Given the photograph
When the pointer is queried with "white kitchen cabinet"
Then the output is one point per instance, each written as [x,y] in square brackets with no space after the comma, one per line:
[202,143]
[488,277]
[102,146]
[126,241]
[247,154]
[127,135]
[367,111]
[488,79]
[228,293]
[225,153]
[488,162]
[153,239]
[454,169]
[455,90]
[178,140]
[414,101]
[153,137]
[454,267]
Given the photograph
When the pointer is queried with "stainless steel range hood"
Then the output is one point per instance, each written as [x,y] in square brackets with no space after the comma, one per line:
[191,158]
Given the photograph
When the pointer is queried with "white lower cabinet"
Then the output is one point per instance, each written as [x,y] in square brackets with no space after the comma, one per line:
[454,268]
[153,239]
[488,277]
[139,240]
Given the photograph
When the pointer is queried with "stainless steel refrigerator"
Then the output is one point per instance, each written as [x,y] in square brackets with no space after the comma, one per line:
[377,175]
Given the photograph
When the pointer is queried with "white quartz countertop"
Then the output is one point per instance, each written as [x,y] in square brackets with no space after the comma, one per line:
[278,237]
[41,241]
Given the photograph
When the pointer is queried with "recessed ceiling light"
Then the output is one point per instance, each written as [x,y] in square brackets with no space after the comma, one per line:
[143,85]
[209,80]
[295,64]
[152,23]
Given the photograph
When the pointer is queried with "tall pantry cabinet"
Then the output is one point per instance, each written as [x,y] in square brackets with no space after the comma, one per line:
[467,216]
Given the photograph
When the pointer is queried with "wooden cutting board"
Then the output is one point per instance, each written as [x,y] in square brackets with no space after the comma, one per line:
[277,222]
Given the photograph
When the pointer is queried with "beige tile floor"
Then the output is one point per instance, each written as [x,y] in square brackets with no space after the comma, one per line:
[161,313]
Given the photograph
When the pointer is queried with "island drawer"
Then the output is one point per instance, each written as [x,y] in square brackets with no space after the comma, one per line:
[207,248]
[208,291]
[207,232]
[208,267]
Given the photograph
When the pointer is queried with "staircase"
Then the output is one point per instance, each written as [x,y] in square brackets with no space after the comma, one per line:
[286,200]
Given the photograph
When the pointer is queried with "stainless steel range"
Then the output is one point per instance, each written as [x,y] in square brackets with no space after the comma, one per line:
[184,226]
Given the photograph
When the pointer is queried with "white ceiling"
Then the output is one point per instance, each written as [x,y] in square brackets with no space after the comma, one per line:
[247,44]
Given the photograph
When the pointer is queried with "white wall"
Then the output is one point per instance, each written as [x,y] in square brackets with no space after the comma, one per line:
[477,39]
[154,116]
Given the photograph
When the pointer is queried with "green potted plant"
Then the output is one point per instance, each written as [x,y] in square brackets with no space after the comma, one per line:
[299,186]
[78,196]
################
▶ _AIM OF THE TASK_
Please collect each line in the records above that contains the word "ceiling", and copy those lines unchanged.

▶ _WRITTEN REPLY_
When the pointer is queried with "recessed ceiling light"
When the pointer is queried with "white ceiling"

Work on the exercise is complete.